# DATA FOR PROCESSING
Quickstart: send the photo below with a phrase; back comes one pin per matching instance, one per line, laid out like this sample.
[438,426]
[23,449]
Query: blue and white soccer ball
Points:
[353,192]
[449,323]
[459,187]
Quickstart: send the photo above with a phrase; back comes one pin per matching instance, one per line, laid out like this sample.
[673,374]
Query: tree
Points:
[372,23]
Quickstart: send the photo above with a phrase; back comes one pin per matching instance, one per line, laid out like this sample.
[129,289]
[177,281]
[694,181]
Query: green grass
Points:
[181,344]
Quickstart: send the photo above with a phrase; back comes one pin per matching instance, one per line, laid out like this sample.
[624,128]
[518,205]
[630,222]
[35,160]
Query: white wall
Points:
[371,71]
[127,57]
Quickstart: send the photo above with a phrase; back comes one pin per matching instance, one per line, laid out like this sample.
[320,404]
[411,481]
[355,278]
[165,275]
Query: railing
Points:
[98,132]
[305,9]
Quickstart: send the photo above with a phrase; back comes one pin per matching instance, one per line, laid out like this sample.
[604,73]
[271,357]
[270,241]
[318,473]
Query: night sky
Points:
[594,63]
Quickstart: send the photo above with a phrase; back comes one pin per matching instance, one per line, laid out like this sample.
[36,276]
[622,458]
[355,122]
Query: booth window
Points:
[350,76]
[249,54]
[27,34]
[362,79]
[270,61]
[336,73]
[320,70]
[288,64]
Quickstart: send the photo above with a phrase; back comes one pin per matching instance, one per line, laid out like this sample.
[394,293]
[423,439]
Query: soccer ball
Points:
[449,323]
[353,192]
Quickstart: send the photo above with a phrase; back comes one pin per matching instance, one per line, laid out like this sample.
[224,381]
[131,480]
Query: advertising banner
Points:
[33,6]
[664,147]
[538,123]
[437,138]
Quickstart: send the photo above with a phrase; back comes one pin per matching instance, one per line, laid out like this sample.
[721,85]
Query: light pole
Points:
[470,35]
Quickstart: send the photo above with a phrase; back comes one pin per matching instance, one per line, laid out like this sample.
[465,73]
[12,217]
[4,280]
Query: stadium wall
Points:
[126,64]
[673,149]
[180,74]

# YOUR TASK
Restate the material word for word, keeping every line intact.

# ANSWER FOR THIS EXERCISE
Quickstart: send the photo below with a phrase; back comes one pin per matching instance, one per line, laid out like this sample.
[438,426]
[23,449]
Query: blue and white soccer ball
Points:
[353,192]
[449,323]
[459,187]
Quickstart: send the photo above with a phrase; back comes one pin per matching instance, one per line, laid out like this sample.
[673,374]
Query: tree
Points:
[372,23]
Quickstart: send the photo above with a phrase; back comes one pin per matching instance, one per line, laid out like this sample.
[129,289]
[177,281]
[694,181]
Query: green grass
Points:
[181,344]
Quickstart: send the photo above with a phrase; back comes one pin per matching instance, one per line, laid out like this sample.
[624,128]
[518,205]
[630,222]
[35,160]
Query: white wall
Points:
[371,71]
[127,57]
Quickstart: send the photo above with a phrase; back comes one pin per matching instance, one per line, laid out like this sample.
[320,404]
[411,481]
[355,278]
[165,275]
Query: railing
Points:
[98,132]
[305,9]
Quickstart: send the photo above with a phrase; back comes one pin per matching instance, one per line, laid out like this sample.
[604,73]
[271,357]
[270,241]
[318,473]
Query: night sky
Points:
[594,63]
Quickstart: send the photo above with a phrase; back comes one pin per matching instance, one per line, laid out like this sample.
[36,276]
[622,458]
[355,122]
Query: booth window
Points:
[350,76]
[249,54]
[27,34]
[362,79]
[270,61]
[336,73]
[320,70]
[288,64]
Quickstart: send the photo above with a phrase; back comes one pin per matching instance, one per line, laid out like this sample.
[394,293]
[423,439]
Query: soccer ball
Points:
[449,323]
[353,192]
Quickstart: send the photo above with a phrase; back comes one pin per matching instance, one per line, laid out like this sample.
[224,381]
[131,480]
Query: advertising banner
Points:
[33,6]
[664,147]
[538,123]
[437,138]
Quickstart: send the photo above with a phrase; back comes one pin per matching instance, one per line, laid out like this sample.
[721,85]
Query: light pole
Points:
[470,35]
Quickstart: send the photo above with a phrase; back comes one pin per matching instance, one per line, laid out like this sample.
[465,73]
[12,217]
[4,280]
Query: stadium wall
Points:
[126,64]
[673,149]
[180,74]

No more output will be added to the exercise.